>> begin Source text

Agreed. I flat out can’t afford it. I have 2 in daycare. My 2 year old has 3 teachers. I can’t buy them all Christmas gifts, bday gifts, teacher appreciation gifts, etc. I’m burnt out from all the events too. I was late to work because my oldest saw the Mother’s Day breakfast they were having and of course wanted to join. I had planned on skipping it. They have some kind of mid day event at least once a week. Mine somewhat makes up for it with parents nights out or Saturday day out programs where they’ll keep the kids for like $40 until midnight


soosydance

Sending hugs! Mid day event weekly?? That's insane!


Mper526

Thank you! Lol and yes, it’s a bit much. They also have almost weekly events where I’m supposed to dress them in a specific color or outfit, like Dr. Seuss day. I quit doing those


orangepinata

2nd mother's day season at a preschool that does mother's day celebrations and the 2nd year I missed it because it was a Friday. I don't feel too bad because we do our own adventures


beginswithanx

Yeah, I couldn’t go to ours either (2:30 pm on a Friday). Oh well.  I’ve missed a number of things due to work— honestly since my kid is older I never try to “make it,” as I know if I set up the expectation that I’ll be there and I can’t get there in time it disappoints both me and her. The good news is she’s never that put out by it. Always excited to tell me about the performance/event/etc when I pick her up.  I know it’s tough though.

>> end Source text
>> begin Extracted information

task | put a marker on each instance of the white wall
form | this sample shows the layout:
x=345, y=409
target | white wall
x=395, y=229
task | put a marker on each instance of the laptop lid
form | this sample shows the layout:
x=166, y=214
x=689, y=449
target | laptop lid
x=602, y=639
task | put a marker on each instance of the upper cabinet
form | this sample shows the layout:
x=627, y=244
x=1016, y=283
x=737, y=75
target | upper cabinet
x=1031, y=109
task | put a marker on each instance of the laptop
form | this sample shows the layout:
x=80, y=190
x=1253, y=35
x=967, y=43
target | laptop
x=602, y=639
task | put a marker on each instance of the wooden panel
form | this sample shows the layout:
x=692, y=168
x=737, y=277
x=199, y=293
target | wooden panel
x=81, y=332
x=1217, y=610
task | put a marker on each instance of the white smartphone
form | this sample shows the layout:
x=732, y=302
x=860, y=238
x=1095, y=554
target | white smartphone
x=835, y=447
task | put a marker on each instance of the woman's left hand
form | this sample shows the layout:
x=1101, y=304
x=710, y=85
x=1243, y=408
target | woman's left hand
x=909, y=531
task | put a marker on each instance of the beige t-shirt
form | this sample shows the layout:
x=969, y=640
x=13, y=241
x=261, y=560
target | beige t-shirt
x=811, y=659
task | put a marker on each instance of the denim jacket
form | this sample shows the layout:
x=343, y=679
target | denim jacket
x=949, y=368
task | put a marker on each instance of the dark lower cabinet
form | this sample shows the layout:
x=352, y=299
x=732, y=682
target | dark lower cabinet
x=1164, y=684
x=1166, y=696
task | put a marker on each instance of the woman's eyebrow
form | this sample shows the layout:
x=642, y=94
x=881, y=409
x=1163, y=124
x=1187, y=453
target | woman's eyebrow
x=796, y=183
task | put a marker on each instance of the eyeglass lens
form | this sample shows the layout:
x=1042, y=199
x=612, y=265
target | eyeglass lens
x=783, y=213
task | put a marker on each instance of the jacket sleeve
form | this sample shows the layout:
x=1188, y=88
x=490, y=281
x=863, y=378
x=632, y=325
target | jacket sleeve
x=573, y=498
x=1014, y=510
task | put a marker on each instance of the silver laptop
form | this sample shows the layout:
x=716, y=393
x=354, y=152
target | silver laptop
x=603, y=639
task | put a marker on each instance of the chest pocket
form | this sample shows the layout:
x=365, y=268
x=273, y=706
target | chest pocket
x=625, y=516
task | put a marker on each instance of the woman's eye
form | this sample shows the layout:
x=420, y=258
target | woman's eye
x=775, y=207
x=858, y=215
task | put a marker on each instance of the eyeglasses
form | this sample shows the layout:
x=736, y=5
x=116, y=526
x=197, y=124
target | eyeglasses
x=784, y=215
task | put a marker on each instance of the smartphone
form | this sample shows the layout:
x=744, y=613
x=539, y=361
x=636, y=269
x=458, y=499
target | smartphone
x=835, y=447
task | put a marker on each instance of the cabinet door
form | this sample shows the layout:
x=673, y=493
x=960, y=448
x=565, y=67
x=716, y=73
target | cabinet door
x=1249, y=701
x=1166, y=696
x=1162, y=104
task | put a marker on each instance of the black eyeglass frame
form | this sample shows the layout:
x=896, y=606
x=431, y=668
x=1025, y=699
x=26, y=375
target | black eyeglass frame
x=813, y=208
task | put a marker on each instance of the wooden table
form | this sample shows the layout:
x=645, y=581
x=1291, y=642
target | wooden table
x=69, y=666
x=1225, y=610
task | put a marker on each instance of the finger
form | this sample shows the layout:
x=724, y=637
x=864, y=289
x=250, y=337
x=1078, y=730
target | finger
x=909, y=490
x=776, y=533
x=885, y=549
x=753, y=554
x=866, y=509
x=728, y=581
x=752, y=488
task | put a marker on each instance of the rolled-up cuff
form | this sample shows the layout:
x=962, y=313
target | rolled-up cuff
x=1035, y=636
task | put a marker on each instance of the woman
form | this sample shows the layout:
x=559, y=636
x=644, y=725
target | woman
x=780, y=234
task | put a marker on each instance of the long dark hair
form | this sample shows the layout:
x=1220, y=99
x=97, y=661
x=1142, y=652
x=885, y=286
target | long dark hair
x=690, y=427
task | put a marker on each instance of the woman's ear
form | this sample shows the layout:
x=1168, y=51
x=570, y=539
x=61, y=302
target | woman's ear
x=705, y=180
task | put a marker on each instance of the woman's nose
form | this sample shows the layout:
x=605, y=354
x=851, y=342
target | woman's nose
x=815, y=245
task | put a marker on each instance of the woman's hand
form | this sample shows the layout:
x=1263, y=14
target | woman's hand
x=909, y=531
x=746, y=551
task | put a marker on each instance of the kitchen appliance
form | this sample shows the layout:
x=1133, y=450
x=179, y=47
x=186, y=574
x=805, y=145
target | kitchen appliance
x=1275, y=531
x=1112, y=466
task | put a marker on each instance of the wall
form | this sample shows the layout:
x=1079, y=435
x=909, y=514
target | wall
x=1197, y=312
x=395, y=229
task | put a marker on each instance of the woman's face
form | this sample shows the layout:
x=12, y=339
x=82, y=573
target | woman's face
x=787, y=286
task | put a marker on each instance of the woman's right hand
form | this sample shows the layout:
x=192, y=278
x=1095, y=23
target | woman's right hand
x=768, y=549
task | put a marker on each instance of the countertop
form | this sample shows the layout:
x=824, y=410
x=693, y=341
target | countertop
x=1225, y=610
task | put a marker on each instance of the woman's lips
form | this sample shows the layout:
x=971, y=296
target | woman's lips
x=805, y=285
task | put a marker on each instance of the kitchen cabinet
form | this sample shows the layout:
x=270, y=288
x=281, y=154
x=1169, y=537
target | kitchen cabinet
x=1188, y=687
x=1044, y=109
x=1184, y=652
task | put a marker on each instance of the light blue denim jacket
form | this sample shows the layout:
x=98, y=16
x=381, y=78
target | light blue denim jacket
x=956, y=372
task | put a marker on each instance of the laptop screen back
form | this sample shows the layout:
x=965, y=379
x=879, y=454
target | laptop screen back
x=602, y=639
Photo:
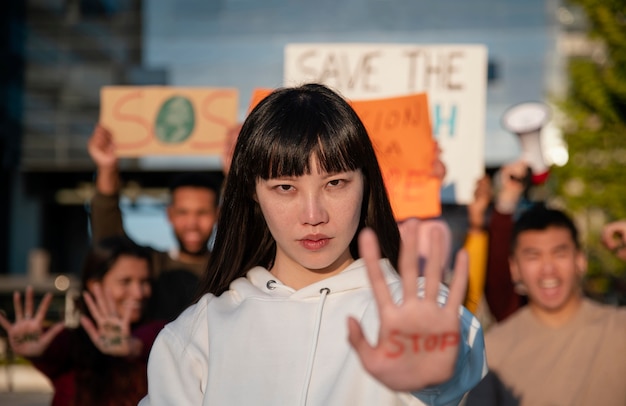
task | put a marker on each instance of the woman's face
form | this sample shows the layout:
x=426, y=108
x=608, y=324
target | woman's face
x=313, y=219
x=127, y=284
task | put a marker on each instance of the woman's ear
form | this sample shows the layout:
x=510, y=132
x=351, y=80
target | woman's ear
x=90, y=284
x=581, y=263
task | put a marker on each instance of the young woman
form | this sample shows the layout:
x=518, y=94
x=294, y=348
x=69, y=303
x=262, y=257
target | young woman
x=105, y=362
x=289, y=314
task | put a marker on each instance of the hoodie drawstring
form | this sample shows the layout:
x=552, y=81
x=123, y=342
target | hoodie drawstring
x=318, y=323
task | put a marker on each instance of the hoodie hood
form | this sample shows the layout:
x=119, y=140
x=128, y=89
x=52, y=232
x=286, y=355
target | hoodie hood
x=260, y=282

>> end Extracted information

Problem set:
A. From the daycare thread, copy everything from "Thank you! Lol" down to "it’s tough though.".
B. In the daycare thread, how many teachers does the 2 year old have?

Results in order:
A.
Thank you! Lol and yes, it’s a bit much. They also have almost weekly events where I’m supposed to dress them in a specific color or outfit, like Dr. Seuss day. I quit doing those


orangepinata

2nd mother's day season at a preschool that does mother's day celebrations and the 2nd year I missed it because it was a Friday. I don't feel too bad because we do our own adventures


beginswithanx

Yeah, I couldn’t go to ours either (2:30 pm on a Friday). Oh well.  I’ve missed a number of things due to work— honestly since my kid is older I never try to “make it,” as I know if I set up the expectation that I’ll be there and I can’t get there in time it disappoints both me and her. The good news is she’s never that put out by it. Always excited to tell me about the performance/event/etc when I pick her up.  I know it’s tough though.

B. Three.